- _What this task involves_
Transcribe the data exactly. Leave nothing out.

- _Record set_
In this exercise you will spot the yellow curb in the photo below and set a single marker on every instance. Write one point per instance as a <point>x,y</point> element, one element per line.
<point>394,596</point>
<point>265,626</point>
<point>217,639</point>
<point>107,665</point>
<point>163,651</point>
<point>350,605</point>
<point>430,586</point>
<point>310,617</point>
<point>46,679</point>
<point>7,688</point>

- _Answer_
In this exercise you will spot the yellow curb in the photo below and set a single marker on every instance. Write one point per instance as a <point>x,y</point> element, one element per line.
<point>394,596</point>
<point>265,626</point>
<point>217,639</point>
<point>107,665</point>
<point>163,651</point>
<point>350,605</point>
<point>430,586</point>
<point>310,617</point>
<point>46,679</point>
<point>7,688</point>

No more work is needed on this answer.